— The problem —
With the line containing "Spot the brick" as the first line and the last line of the records as the final one, reproduce that range exactly.

— Supplied data —

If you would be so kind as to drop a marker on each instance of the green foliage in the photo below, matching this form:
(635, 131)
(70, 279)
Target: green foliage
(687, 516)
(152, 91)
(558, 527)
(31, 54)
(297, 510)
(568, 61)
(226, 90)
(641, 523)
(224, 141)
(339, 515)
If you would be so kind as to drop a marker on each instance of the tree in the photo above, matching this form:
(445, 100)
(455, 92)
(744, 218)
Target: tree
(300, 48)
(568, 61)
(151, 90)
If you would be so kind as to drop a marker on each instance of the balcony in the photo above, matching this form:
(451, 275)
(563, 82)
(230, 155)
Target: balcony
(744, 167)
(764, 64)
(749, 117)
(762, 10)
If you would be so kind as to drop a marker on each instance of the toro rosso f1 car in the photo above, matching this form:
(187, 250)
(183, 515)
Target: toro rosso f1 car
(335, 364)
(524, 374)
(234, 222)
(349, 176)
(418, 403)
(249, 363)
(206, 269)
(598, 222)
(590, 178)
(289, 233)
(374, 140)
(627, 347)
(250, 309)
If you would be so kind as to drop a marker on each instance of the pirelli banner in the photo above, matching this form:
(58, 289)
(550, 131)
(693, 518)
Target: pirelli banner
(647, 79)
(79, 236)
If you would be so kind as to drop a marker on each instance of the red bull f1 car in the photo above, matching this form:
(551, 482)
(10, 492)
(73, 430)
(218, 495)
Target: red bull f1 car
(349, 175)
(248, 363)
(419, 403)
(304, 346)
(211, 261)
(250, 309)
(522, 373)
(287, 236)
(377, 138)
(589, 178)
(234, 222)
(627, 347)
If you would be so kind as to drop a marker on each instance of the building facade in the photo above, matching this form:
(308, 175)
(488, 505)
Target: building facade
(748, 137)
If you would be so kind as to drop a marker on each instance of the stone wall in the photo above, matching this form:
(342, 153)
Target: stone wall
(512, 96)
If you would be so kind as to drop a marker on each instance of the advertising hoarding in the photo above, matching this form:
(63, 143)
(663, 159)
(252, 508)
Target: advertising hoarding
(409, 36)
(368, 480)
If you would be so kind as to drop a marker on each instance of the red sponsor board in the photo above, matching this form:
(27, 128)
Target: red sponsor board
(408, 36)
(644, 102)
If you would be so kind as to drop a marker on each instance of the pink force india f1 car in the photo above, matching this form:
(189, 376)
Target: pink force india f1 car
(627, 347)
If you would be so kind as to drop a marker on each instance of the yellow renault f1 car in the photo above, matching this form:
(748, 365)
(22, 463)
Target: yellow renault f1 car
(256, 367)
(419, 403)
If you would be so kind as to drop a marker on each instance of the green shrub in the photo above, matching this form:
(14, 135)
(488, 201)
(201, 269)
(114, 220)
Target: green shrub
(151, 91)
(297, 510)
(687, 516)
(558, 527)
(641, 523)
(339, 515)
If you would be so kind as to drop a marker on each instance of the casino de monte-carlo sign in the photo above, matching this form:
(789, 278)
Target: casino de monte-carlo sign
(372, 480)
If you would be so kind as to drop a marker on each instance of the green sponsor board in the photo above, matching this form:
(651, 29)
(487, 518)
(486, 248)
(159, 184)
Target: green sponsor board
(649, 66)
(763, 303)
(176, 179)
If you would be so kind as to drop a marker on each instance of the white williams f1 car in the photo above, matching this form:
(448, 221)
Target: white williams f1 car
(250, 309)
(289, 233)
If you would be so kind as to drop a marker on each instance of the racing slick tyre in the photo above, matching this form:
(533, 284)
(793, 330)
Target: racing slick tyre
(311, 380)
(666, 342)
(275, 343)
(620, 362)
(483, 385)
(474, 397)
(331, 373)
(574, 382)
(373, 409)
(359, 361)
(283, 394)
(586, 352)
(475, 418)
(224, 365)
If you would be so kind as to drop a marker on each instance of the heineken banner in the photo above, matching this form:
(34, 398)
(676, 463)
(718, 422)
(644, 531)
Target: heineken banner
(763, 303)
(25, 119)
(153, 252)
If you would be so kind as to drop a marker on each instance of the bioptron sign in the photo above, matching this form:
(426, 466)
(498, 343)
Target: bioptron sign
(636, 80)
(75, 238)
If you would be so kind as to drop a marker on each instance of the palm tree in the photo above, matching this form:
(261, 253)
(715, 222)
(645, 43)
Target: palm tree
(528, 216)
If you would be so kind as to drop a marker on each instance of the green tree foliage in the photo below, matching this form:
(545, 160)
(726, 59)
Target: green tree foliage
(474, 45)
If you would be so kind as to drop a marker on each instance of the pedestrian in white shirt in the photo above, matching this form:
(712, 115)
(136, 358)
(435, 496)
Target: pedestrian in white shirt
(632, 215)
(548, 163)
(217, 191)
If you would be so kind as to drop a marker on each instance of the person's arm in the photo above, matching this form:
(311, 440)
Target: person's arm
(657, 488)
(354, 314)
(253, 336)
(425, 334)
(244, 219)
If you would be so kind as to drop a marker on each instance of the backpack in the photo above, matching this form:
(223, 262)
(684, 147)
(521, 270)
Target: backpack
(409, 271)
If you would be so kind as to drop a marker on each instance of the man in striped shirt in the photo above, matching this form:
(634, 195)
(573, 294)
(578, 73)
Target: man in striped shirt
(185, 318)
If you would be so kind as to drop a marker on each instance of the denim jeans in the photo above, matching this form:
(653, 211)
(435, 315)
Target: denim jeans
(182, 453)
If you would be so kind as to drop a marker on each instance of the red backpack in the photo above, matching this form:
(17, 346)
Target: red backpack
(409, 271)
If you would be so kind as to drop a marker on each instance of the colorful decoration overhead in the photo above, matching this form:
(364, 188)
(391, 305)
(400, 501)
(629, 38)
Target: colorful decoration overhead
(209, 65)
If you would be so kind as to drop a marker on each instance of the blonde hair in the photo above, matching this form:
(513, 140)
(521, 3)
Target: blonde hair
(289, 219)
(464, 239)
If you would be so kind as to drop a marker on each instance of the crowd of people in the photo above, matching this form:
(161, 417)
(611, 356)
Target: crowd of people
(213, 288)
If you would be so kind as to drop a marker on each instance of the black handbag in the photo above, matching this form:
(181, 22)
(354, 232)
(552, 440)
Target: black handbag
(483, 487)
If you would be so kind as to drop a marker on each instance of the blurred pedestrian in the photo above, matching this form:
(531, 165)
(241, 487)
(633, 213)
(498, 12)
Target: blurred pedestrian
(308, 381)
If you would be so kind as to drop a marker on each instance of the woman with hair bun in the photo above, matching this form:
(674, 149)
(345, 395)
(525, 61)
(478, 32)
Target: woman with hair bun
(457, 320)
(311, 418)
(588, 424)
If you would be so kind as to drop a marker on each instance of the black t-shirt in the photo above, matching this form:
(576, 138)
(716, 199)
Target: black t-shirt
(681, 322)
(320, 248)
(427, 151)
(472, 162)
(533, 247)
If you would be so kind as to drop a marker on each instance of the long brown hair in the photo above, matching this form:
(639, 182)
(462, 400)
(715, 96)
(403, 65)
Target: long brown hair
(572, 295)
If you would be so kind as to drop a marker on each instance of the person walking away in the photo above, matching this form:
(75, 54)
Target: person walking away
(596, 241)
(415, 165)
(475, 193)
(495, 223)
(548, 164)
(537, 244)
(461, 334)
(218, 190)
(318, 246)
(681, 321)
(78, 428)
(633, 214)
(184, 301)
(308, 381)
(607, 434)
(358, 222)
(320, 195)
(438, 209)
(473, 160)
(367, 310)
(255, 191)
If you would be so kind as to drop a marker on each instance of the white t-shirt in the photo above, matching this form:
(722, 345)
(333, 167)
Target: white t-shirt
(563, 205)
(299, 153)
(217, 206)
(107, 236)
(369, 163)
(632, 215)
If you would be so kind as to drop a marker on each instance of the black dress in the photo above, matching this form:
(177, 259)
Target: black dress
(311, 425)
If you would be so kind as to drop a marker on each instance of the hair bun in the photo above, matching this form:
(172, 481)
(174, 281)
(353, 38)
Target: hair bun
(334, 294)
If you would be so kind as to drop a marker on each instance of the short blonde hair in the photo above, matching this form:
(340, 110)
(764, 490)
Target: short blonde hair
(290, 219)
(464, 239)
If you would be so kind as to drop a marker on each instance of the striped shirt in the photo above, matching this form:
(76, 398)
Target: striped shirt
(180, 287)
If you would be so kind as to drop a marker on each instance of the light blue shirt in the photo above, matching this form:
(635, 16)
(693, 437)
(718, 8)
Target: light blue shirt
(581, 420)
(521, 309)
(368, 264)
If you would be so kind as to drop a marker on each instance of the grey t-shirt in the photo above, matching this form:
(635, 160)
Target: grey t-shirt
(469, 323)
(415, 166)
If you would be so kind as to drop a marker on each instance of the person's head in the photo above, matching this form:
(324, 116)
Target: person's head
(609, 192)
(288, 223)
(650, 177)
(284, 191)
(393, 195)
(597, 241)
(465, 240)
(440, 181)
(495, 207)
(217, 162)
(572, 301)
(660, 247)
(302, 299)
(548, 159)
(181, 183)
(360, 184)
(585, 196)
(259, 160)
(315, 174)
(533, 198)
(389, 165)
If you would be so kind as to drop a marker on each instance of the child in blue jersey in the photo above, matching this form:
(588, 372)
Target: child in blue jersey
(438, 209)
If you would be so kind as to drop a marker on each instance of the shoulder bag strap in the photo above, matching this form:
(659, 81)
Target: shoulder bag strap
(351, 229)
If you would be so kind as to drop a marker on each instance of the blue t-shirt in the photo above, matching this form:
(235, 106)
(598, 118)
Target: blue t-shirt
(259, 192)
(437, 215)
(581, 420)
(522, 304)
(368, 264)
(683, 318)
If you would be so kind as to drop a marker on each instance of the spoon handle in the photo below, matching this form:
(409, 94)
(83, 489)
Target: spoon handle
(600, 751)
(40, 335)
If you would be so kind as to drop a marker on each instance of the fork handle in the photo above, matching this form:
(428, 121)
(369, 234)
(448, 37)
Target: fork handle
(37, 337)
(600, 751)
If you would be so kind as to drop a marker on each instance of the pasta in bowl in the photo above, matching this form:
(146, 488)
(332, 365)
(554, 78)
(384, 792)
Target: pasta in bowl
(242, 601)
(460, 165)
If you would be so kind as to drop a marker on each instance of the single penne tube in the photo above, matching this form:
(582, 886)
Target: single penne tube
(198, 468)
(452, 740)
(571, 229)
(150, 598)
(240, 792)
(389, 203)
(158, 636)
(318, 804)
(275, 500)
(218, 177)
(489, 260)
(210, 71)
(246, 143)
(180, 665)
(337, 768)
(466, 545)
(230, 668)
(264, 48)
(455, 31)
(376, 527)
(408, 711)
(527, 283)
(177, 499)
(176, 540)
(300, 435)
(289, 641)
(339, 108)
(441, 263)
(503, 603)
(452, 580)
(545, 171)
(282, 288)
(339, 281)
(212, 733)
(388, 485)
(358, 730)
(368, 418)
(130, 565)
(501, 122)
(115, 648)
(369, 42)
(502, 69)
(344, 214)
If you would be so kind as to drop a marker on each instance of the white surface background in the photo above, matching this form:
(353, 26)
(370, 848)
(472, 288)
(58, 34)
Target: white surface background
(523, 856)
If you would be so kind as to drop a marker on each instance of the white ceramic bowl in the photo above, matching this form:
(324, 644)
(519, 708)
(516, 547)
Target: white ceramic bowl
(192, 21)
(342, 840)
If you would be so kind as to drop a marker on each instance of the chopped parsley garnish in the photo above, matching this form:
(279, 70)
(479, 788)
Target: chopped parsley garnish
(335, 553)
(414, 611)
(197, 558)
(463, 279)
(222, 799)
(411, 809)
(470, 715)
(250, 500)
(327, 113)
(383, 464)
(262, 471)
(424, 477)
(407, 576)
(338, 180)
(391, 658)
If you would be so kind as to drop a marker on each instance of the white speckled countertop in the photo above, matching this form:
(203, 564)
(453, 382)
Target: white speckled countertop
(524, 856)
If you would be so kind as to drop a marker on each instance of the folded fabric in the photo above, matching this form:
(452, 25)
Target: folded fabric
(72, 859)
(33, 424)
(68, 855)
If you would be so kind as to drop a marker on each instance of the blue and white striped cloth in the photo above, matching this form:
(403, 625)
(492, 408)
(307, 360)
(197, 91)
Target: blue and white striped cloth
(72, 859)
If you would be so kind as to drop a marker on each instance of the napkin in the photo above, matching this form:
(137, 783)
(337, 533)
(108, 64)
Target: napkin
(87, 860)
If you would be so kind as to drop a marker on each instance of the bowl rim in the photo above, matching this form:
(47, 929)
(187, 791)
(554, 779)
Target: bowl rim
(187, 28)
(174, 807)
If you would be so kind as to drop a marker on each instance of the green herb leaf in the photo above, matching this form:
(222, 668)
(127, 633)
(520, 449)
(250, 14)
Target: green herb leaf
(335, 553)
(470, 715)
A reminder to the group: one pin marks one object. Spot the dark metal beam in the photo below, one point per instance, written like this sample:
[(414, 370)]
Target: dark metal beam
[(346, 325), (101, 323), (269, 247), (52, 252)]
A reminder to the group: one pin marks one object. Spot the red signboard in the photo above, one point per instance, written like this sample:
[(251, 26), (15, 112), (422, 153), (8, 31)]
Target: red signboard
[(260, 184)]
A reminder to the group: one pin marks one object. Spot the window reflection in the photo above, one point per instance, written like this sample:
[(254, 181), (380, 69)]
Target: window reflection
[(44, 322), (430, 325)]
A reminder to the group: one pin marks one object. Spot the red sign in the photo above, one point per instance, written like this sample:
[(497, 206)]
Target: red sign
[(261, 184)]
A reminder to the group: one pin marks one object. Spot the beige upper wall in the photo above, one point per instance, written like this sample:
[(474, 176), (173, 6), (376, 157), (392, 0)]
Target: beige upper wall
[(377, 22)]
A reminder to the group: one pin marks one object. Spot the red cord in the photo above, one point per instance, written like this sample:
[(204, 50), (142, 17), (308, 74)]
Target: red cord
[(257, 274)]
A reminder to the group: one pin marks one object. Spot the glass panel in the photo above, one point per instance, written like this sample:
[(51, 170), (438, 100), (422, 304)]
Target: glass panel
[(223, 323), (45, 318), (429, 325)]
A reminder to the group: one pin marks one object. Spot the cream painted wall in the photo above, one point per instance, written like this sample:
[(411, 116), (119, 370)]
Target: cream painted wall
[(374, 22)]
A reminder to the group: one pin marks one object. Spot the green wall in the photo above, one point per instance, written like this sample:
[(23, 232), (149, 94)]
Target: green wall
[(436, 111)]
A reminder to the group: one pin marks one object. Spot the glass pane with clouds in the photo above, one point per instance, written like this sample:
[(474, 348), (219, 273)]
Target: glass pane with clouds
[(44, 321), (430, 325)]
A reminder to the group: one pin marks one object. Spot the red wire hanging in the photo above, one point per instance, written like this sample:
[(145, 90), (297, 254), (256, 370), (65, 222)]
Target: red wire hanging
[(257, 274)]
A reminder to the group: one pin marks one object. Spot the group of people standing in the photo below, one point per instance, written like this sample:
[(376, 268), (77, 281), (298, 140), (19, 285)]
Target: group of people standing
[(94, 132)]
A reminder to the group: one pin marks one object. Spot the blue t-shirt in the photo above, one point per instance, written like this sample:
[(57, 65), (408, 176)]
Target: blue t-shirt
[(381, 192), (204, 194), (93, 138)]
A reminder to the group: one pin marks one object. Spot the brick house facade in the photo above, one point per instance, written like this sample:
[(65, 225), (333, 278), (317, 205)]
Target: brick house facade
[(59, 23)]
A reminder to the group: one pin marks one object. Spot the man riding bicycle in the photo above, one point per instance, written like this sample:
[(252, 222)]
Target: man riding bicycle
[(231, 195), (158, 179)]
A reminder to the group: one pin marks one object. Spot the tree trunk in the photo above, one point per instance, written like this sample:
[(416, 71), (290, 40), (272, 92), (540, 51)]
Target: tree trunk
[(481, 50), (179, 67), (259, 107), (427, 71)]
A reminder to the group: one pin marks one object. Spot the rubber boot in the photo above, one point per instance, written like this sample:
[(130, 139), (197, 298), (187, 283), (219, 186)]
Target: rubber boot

— Written response —
A reminder to the group: one pin marks one object. Spot the brick house facade in the photo above, one point per instance, written like this sample:
[(65, 225), (333, 278), (317, 205)]
Target: brick house facade
[(59, 23)]
A reminder to the group: one pin marks one object. Spot the man riding bicycle in the photo above, one point per instance, written like this sample:
[(252, 222)]
Target: man riding bicycle
[(231, 195), (158, 179)]
A reminder to the group: one pin marks one object. Spot the tree trunk in the photo above, one point per instance, written like this sample:
[(416, 71), (290, 40), (272, 92), (540, 51)]
Target: tree trunk
[(481, 50), (179, 67), (259, 107), (427, 71)]
A reminder to the group: one pin marks one object. Spot the rubber boot in the photo above, one point per instance, written like this sample:
[(130, 139), (197, 298), (187, 283), (219, 186)]
Target: rubber boot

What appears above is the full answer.